### Task objective:
Copy all lines of the records below, including the requests, and add 139 to each x and y coordinate in the answers. Keep the numbers in the requests and their format samples unchanged.

### Data rows:

________________

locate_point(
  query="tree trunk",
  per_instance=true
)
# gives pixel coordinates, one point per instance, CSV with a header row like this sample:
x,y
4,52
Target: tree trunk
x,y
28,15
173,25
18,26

________________

### Solution to the problem:
locate_point(
  query="tree trunk",
  per_instance=true
)
# gives pixel coordinates, one point per instance, CSV with a header row like this sample:
x,y
4,52
Target: tree trunk
x,y
167,154
312,164
157,165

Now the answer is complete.